Workers’ Compensation Roundtable

March 13, 2006

Albany, New York

 

This was the first of a series of Roundtables on WC planned by Senate Labor Committee Chairman George Maziarz. He said future discussions will include representatives of injured workers and the trial bar.

 

Other committee members present included Senators James Wright, Carl Marcellino, and Elizabeth Little. Participants included Denis Hughes, AFL-CIO; Dan Walsh, Business Council; Monte Almer, Compensation Insurance Rating Board; Richard Bell, WC Board; Peter Molinaro, NYSID; and Paul Magaril, SIF. Each was asked to make an opening statement, a process that took around an hour.

 

Opening statements

Business Council. Walsh began by talking about the troubled Delphi Corp. (a bankrupt manufacturer threatening to close its plan in Rochester) and attacking the state’s ‘permanent partial’ disability benefit, saying such cases account for only 11.7 percent of the total claims, but 73 percent of total costs. He said 42 other states place some cap or time limit on collecting permanent partial benefits.

 

Walsh pointed to the “no-fault” nature of the WC system and said it should be quicker in delivering benefits and getting people back to work. He backed Gov. Pataki’s reform proposals, saying the cost savings could offset the cost of higher weekly benefits.

 

AFL-CIO. Hughes, too went back to the origins of the WC system, saying it was a compromise initiated by business interests, which Labor initially opposed. Interestingly, he said the media exaggerates the amount of opposition currently between the two groups on the WC issue.

 

Hughes attacked the insurance industry, calling it an “equal third partner” in the system. He said the industry has come between the other two parties because it is the only party making a profit off the system. He invited the Business Council to agree with this premise and asked why it has not decried CIRB’s requests for rate increases. “Where does all the money go in this system?” Hughes asked, saying the sides need to have a conversation about this point rather than ratchet up the rhetoric.

 

WC Board. Bell, flanked by Gen. Counsel Cheryl Wood, said he is reminded of 1996, when the frustrations of all sides sparked major reforms. Maybe this can happen again, Bell said, adding that the WCB supports the Governor’s proposals.

 

Bell said the changes in the past decade at the WCB render it “unrecognizable” compared to 1996. He said the WCB has become “technologically advanced” in a quest to become more efficient and bring down transactional costs. He said the WCB looks for such ideas from everyone and will talk to all parties.

┄┄┄┄┄┄

• Short exercise 1:
Pick out each line of the listing that contains the word "area", treating uppercase and lowercase as different.

[Region labeling items]
┄┄┄┄┄┄

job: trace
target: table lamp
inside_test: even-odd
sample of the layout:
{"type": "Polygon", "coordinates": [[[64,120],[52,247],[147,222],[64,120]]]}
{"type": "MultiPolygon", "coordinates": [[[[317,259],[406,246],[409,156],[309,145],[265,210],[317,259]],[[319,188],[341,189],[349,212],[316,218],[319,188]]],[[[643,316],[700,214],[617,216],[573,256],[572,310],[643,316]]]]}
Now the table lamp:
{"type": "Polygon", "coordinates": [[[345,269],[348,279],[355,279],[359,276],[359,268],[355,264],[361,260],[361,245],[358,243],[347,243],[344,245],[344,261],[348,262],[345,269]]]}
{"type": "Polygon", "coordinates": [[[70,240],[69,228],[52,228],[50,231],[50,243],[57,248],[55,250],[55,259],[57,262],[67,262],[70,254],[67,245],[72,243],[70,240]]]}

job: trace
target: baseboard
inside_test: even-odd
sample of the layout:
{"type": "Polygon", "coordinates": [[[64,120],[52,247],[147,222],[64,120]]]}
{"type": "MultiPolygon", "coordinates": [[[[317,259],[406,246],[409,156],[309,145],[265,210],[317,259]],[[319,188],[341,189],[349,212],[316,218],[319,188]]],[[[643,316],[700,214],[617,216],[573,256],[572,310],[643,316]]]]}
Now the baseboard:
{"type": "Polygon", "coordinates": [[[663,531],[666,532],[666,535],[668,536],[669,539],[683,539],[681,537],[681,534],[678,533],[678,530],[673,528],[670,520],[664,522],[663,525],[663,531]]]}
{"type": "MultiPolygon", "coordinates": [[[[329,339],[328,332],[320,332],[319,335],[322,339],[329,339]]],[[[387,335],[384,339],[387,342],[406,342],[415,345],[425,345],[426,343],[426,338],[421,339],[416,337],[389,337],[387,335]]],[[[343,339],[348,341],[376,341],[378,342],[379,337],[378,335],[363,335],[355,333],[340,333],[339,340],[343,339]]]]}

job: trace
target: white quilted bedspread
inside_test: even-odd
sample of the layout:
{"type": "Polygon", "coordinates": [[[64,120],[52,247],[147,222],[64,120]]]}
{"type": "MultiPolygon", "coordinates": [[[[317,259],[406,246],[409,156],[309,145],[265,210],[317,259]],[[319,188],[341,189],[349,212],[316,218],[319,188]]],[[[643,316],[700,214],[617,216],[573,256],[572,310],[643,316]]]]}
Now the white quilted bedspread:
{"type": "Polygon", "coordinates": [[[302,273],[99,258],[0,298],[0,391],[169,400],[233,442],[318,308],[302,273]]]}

┄┄┄┄┄┄

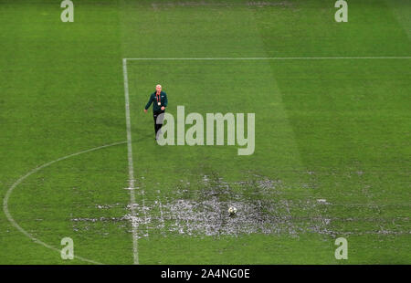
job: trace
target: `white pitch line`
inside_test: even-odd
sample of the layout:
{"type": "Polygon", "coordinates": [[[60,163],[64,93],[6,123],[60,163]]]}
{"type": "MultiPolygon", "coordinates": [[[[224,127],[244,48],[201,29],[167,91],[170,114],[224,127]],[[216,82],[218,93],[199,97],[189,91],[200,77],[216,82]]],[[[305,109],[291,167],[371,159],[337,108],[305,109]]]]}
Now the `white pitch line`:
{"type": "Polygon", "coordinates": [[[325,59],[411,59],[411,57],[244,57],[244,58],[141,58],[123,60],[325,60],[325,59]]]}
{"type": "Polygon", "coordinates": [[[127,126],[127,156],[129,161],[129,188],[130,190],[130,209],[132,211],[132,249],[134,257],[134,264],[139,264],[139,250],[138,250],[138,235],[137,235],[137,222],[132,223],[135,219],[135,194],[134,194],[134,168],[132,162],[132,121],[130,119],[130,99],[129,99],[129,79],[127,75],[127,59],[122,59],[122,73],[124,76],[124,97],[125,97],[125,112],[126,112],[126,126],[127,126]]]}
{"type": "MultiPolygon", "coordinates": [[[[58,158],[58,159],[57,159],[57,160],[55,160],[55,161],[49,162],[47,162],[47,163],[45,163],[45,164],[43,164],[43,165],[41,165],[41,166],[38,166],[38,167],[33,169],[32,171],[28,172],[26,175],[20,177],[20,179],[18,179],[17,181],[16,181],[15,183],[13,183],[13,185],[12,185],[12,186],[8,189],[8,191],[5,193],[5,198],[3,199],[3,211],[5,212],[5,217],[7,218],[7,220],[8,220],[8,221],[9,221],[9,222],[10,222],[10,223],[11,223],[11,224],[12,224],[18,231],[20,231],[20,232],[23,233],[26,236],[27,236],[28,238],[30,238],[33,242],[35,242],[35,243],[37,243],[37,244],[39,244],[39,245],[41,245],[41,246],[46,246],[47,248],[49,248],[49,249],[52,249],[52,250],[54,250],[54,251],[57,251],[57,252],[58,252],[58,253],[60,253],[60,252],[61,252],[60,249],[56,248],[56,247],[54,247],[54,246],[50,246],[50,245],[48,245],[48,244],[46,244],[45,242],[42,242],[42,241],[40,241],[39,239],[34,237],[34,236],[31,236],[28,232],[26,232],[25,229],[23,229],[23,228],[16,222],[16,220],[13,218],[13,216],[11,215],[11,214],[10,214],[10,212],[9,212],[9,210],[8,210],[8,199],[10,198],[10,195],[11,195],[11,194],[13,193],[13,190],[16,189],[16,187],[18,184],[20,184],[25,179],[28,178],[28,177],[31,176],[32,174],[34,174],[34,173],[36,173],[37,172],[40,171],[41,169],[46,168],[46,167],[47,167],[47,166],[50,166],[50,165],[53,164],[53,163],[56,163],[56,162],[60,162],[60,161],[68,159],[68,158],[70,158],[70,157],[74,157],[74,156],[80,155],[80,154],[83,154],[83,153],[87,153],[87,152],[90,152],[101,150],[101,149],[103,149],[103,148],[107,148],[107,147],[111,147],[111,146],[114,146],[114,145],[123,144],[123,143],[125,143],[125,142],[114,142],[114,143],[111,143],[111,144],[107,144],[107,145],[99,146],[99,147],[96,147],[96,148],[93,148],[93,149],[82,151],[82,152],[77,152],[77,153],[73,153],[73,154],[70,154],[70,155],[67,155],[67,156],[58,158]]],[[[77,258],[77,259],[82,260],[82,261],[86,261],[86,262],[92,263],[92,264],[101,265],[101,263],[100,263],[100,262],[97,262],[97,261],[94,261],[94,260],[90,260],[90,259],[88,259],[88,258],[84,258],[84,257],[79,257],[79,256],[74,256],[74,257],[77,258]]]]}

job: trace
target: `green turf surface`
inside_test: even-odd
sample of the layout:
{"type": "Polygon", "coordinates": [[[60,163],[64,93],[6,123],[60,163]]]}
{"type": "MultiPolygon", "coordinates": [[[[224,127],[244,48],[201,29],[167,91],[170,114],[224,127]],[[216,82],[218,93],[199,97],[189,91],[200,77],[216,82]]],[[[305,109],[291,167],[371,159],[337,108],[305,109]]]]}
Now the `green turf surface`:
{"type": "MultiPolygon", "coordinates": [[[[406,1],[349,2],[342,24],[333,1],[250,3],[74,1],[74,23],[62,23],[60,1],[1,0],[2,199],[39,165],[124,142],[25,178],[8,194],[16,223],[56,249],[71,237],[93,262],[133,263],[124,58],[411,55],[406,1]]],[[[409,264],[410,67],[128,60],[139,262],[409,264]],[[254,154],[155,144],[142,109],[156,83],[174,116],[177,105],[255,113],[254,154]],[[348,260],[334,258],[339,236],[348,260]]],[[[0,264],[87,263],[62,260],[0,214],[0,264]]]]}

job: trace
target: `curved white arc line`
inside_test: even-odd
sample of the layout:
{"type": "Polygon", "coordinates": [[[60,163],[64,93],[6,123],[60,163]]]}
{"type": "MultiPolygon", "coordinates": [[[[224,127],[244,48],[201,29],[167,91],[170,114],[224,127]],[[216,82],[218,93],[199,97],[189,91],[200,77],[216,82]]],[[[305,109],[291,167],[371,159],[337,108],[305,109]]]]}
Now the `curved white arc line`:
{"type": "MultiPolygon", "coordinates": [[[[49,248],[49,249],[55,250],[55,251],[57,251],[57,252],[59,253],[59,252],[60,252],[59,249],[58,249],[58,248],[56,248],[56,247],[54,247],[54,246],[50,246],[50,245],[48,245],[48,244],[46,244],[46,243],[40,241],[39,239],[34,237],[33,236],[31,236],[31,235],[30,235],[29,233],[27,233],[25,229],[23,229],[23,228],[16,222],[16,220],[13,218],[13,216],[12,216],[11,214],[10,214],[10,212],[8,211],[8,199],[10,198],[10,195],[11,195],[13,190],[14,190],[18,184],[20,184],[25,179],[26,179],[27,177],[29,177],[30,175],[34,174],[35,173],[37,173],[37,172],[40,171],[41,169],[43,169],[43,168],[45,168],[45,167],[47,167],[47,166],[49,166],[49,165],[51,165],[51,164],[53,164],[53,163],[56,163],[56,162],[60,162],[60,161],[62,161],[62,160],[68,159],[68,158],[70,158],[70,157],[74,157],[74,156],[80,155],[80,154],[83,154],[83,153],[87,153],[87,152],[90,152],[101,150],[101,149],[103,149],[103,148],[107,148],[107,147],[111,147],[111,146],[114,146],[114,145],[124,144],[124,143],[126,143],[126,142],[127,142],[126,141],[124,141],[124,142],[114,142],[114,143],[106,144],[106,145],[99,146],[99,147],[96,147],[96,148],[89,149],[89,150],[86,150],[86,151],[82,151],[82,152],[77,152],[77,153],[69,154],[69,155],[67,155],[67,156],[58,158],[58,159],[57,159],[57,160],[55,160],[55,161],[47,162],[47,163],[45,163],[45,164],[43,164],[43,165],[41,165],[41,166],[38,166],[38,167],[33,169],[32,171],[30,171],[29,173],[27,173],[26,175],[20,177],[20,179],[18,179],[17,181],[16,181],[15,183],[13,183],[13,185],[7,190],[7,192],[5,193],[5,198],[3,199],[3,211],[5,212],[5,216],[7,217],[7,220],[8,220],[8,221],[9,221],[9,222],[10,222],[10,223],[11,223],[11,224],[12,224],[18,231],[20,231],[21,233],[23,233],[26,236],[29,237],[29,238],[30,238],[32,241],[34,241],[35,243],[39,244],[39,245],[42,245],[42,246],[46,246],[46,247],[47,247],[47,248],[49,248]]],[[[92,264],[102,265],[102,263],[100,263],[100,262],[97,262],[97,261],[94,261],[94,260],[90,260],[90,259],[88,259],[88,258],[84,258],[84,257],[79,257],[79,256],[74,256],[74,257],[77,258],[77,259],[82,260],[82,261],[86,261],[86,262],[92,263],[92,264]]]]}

┄┄┄┄┄┄

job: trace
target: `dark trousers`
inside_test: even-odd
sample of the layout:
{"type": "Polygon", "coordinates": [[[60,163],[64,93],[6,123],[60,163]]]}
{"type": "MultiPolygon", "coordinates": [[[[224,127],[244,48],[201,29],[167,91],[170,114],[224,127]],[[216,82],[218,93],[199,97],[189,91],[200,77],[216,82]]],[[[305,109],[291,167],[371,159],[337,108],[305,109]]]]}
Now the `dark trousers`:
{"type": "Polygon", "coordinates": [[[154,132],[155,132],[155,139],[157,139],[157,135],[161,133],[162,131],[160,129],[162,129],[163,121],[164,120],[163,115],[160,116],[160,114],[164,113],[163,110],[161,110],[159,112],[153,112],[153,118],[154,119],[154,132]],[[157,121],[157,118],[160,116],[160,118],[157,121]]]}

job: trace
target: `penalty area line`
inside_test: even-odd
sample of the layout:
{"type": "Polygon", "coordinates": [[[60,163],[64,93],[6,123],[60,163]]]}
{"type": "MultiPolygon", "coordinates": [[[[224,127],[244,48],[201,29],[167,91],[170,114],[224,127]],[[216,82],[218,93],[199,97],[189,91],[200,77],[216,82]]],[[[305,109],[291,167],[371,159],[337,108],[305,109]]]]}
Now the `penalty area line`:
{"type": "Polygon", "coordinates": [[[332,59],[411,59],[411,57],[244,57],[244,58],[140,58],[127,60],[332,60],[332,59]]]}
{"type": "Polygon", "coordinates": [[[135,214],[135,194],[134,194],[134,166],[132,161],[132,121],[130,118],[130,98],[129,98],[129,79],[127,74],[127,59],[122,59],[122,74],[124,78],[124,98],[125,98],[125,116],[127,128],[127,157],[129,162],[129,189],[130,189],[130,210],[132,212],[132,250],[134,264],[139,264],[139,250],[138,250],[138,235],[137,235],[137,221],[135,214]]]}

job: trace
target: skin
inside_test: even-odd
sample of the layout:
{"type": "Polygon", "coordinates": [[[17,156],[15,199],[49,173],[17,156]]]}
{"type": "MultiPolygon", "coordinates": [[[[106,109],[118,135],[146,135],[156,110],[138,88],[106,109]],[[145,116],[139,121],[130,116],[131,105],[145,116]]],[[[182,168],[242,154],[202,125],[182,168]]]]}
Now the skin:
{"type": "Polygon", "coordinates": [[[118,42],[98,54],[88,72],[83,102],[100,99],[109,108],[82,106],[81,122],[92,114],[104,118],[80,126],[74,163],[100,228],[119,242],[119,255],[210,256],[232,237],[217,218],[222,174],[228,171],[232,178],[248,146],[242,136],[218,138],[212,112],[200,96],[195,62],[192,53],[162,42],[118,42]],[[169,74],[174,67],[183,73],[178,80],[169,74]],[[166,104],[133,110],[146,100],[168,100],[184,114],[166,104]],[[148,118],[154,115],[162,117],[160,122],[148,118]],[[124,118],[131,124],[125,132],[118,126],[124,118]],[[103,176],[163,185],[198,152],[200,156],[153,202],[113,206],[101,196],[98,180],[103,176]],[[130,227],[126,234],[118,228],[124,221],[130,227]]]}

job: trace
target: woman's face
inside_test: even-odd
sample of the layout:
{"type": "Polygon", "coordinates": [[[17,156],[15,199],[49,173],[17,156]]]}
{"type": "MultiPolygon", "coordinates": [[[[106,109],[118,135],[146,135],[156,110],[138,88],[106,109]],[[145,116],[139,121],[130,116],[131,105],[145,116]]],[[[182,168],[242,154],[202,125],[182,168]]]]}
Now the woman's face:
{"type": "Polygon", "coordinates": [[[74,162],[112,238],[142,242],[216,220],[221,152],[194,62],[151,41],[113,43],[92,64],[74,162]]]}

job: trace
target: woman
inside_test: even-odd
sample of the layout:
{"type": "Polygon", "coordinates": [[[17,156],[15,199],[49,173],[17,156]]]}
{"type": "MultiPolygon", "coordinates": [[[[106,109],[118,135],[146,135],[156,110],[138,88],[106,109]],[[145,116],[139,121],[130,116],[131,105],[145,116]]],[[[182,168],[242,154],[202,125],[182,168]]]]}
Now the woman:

┄┄┄┄┄┄

• Short exercise 2:
Carry the workers' compensation roundtable summary forward, starting after its last sentence.

• Expected output 1:
target: `penalty area line`
Now the `penalty area line`:

• Expected output 2:
 

CIRB. Almer described the role of the rating board as a data collector. It is charged with developing rates based on job class plus experience that are actuarially sound and fair to employers. He also described CIRB’s inspection and audit services. He said the NYSID is assisting in enforcing correct rating, fining carriers that don’t comply. He said the experience and merit rating plans are intended to encourage safety, and described the New York workplace safety and loss prevention consultation program (Rule 59). CIRB also provides a forum for employers who question the job classification assigned to them. It is called on to generate cost and savings estimates for various proposals to change the system.

 

NYSID. Molinaro noted that he has worked at both the WCB and SIF as well as the NYSID. He said the NYSID’s main roles are to ensure the solvency of WC carriers and make sure employers are charged a fair rate, which is why there is a prior approval requirement for rates. For the past four years, he said, CIRB has made a case for a rate increase but the NYSID disagreed. [The NYSID finally granted a 5 percent increase effective Oct. 1, 2005.]

 

Molinaro added some credibility to Hughes’ questions about industry figures by saying the CIRB numbers are not always consistent with data the NYSID obtains from other sources. He cited the NAIC profit figures for the 2004 WC line as showing a ROE of 8.7 percent, while the industry says its profit was only 4 percent.

 

Molinaro touted the “tremendous efficiencies” created by changes at the WCB in recent years and said other savings come from the fact that claims are down and there is greater use of the Section 32 lump-sum settlement option. This item in the 1996 reforms turned out to be a tremendous savings for the industry, Molinaro said. He described it as an option whereby a worker waives rights under the WC system, accepts a lump sum, and frees both the worker and the employer from the WC system going forward.

 

SIF. Magaril, sitting in for SIF’s new Executive Director David Wehner, said the Fund competes with private carriers, keeping rates lower than they otherwise would be. SIF, currently the country’s eighth largest WC writer, currently writes about 50 percent of the state’s policies and holds 38 percent of the market by premium volume. (Wehner came from the top job at the WCB, where he replaced Robert Snashall in Feb., 2004.)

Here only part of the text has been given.